§ DIRECTIONS FOR THIS TASK: Line count for the string "dark": give the number of lines in the data below that contain it, and nothing more.

§ DATA SHOWN:
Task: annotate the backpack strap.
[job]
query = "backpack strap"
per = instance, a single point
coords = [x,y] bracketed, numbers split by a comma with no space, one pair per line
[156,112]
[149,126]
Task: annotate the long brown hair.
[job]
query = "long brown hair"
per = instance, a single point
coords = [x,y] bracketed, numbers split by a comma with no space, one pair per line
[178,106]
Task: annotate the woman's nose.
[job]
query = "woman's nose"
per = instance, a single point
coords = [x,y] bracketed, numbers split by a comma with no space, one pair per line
==
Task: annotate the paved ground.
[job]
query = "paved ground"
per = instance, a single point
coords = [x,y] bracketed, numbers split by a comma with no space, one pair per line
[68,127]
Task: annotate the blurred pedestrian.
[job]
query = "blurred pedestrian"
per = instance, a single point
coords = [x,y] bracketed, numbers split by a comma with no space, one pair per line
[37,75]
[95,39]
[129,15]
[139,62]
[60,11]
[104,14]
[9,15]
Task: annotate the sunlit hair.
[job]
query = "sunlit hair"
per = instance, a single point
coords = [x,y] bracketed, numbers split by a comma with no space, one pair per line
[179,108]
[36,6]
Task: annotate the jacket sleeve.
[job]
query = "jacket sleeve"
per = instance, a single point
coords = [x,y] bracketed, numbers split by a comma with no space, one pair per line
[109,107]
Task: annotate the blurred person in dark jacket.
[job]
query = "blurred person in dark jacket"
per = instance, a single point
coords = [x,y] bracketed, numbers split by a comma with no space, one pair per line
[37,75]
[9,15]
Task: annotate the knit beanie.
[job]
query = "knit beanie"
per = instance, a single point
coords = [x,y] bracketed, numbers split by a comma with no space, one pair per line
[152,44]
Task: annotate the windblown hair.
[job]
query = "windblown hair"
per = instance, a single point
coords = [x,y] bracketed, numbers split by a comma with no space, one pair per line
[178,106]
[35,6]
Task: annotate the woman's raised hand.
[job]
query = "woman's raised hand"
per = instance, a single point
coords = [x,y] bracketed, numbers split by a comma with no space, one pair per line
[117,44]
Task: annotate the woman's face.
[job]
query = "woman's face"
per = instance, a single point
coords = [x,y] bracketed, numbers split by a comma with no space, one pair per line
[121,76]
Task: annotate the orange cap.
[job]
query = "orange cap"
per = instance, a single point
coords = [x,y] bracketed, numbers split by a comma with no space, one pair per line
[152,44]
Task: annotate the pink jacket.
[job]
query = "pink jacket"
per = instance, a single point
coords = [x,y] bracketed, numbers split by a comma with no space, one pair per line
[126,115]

§ RESULT: 2